» Exercise:
Print the lines of the data below verbatim, starting with the line that contains "TARGET = smiling woman" and continuing through the last line of the data, both included.

Pointing dataset excerpts:
◆ ◆ ◆ ◆ ◆ ◆ ◆

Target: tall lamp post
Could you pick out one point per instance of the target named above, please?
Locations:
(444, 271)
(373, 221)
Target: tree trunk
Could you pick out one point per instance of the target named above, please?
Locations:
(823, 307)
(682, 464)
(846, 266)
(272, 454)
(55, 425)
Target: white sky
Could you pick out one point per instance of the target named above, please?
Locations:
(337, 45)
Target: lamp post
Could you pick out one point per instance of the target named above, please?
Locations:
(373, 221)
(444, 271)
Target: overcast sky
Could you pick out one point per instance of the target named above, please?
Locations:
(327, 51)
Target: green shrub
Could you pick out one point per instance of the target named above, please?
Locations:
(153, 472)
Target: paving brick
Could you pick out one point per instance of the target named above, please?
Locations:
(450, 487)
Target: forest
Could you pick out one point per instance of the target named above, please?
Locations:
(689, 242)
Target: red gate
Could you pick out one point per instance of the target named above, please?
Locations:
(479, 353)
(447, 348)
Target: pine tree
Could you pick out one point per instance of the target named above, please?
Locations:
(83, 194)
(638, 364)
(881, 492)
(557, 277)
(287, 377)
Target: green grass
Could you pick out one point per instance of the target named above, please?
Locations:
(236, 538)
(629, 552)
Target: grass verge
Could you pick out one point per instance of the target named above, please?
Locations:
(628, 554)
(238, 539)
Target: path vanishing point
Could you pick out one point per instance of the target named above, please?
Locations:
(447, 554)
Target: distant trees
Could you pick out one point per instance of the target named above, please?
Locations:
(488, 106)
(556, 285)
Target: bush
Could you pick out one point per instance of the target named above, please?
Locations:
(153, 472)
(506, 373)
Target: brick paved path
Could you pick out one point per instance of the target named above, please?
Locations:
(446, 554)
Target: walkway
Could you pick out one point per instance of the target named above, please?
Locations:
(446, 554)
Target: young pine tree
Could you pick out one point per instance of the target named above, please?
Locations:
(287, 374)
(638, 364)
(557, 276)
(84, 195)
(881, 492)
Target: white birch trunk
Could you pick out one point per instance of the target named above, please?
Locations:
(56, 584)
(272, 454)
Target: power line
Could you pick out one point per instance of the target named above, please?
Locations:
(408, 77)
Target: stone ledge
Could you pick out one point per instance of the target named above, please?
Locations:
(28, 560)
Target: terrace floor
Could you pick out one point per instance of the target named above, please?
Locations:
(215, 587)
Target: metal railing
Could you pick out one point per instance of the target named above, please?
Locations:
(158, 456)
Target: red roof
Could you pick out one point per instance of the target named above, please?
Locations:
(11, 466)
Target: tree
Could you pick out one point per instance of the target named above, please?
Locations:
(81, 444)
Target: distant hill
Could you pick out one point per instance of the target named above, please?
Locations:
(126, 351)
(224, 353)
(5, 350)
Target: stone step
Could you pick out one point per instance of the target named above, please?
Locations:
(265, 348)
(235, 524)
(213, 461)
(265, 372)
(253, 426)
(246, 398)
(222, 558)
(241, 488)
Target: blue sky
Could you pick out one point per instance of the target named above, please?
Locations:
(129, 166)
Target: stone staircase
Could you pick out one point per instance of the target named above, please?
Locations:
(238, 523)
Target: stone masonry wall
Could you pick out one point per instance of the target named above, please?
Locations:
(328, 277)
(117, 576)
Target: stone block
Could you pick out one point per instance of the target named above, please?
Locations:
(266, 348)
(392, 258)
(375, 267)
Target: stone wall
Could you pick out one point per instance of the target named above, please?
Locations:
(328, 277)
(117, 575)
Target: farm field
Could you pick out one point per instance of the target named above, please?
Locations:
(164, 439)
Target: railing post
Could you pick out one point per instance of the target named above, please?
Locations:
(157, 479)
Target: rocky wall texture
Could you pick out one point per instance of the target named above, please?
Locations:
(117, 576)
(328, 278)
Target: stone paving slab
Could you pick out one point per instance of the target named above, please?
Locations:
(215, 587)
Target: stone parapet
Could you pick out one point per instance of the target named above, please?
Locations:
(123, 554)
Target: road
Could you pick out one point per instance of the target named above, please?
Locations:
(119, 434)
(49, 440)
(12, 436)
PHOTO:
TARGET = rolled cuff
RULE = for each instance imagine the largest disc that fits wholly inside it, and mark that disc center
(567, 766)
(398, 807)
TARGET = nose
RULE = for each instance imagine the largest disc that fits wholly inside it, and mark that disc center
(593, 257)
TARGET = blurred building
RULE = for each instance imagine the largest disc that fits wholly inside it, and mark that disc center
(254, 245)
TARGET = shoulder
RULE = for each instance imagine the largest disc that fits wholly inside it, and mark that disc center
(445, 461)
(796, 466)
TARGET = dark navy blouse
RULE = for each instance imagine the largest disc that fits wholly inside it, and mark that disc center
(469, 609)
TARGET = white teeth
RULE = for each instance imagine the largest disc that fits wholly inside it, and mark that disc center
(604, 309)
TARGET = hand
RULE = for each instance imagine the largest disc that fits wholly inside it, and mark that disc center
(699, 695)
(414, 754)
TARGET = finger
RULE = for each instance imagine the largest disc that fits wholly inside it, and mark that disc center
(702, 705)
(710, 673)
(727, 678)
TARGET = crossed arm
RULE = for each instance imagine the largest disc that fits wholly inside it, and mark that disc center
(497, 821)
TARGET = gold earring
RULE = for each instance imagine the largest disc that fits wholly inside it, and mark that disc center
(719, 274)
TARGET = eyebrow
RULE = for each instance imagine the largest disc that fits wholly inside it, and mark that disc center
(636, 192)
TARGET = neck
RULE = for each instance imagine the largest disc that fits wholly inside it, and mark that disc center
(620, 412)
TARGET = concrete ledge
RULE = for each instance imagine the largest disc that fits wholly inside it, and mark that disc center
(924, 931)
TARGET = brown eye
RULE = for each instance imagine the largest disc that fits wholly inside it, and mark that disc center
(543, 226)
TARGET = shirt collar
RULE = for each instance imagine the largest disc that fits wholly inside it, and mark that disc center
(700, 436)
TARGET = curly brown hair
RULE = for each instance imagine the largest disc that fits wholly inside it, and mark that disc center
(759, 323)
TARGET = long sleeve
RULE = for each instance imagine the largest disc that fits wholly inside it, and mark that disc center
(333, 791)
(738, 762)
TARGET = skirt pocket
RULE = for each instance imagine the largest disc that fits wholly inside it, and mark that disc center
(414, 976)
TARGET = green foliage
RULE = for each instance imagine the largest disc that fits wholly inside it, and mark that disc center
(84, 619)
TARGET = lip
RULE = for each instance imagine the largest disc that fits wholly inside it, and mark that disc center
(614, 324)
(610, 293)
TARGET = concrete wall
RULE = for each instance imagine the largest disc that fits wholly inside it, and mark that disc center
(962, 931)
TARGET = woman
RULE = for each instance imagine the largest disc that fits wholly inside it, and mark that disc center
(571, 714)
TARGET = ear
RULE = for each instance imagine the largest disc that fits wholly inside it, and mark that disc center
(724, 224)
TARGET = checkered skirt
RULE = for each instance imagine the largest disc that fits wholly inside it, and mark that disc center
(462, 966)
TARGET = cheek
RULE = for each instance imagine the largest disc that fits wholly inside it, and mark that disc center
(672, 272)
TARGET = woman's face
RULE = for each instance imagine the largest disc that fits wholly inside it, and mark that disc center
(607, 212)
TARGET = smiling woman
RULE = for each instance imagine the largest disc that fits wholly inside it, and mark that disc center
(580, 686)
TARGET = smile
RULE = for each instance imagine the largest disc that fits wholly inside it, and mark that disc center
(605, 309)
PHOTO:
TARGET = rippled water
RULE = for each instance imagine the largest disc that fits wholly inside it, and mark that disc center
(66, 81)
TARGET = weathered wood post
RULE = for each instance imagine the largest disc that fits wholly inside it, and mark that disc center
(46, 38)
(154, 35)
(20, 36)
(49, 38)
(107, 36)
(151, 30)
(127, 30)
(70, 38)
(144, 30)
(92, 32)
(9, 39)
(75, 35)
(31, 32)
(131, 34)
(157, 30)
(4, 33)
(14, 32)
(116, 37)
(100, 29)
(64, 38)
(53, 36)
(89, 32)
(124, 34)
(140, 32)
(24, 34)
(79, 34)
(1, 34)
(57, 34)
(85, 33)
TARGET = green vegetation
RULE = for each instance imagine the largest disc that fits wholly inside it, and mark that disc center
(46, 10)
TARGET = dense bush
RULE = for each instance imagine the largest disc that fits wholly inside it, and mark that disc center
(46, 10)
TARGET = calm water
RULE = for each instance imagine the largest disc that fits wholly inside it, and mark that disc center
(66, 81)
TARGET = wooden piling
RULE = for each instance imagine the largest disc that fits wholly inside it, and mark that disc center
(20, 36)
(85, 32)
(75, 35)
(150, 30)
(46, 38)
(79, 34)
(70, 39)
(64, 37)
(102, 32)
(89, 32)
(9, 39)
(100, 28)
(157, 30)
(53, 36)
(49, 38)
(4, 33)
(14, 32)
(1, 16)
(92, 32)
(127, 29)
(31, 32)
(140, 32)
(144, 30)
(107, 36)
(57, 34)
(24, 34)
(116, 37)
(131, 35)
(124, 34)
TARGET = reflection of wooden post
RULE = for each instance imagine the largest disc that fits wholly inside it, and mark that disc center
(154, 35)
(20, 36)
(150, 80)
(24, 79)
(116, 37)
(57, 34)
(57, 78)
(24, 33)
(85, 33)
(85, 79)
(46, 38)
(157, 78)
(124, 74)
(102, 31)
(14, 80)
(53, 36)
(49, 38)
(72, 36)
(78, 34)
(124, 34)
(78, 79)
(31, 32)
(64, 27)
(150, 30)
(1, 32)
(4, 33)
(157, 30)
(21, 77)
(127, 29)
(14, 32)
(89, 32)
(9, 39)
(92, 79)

◆ ◆ ◆ ◆ ◆ ◆ ◆

» Finished task:
TARGET = smiling woman
RULE = for each instance imagine the largest disc that fits wholly inside it, and mark that disc center
(580, 686)
TARGET = smile
RULE = for each instance imagine the largest disc that fits wholly inside it, and mark that disc center
(605, 309)
PHOTO:
TARGET = rippled water
RULE = for each instance imagine the largest disc that fits wholly inside it, and mark that disc center
(66, 81)
TARGET = weathered wood post
RULE = for each instance imagine the largest disc that fits wholly inside it, and mark that disc center
(46, 38)
(154, 35)
(20, 36)
(49, 38)
(107, 36)
(151, 30)
(127, 30)
(70, 38)
(144, 30)
(92, 32)
(9, 39)
(75, 35)
(31, 32)
(131, 34)
(157, 30)
(4, 33)
(14, 32)
(116, 37)
(100, 29)
(64, 38)
(53, 36)
(89, 32)
(124, 34)
(140, 32)
(24, 34)
(79, 34)
(1, 34)
(57, 34)
(85, 33)
TARGET = green vegetation
RULE = for each instance imagine the largest disc that fits wholly inside it, and mark that disc center
(46, 10)
TARGET = dense bush
RULE = for each instance imagine the largest disc that fits wholly inside it, and mark that disc center
(46, 10)
TARGET = calm water
RULE = for each instance imagine the largest disc that fits wholly inside it, and mark that disc center
(66, 81)
TARGET = wooden piling
RULE = for each instance imagine the largest disc that fits wholly inside it, and mark that disc center
(20, 36)
(85, 32)
(75, 35)
(150, 30)
(46, 38)
(79, 34)
(70, 39)
(64, 37)
(102, 32)
(89, 32)
(9, 39)
(100, 28)
(157, 30)
(53, 36)
(49, 38)
(4, 33)
(14, 32)
(1, 16)
(92, 32)
(127, 29)
(31, 32)
(140, 32)
(144, 30)
(107, 36)
(57, 34)
(24, 34)
(116, 37)
(131, 35)
(124, 34)
TARGET = reflection of wooden post
RULE = for each instance imagine the largest disc that fits wholly inside it, and mark that disc center
(154, 35)
(20, 36)
(150, 80)
(24, 79)
(116, 37)
(57, 34)
(57, 78)
(24, 33)
(85, 33)
(85, 79)
(46, 38)
(157, 78)
(124, 74)
(102, 31)
(14, 80)
(53, 36)
(49, 38)
(72, 36)
(78, 34)
(124, 34)
(78, 79)
(31, 32)
(64, 27)
(150, 30)
(1, 32)
(4, 33)
(157, 30)
(21, 77)
(127, 29)
(14, 32)
(89, 32)
(9, 39)
(92, 79)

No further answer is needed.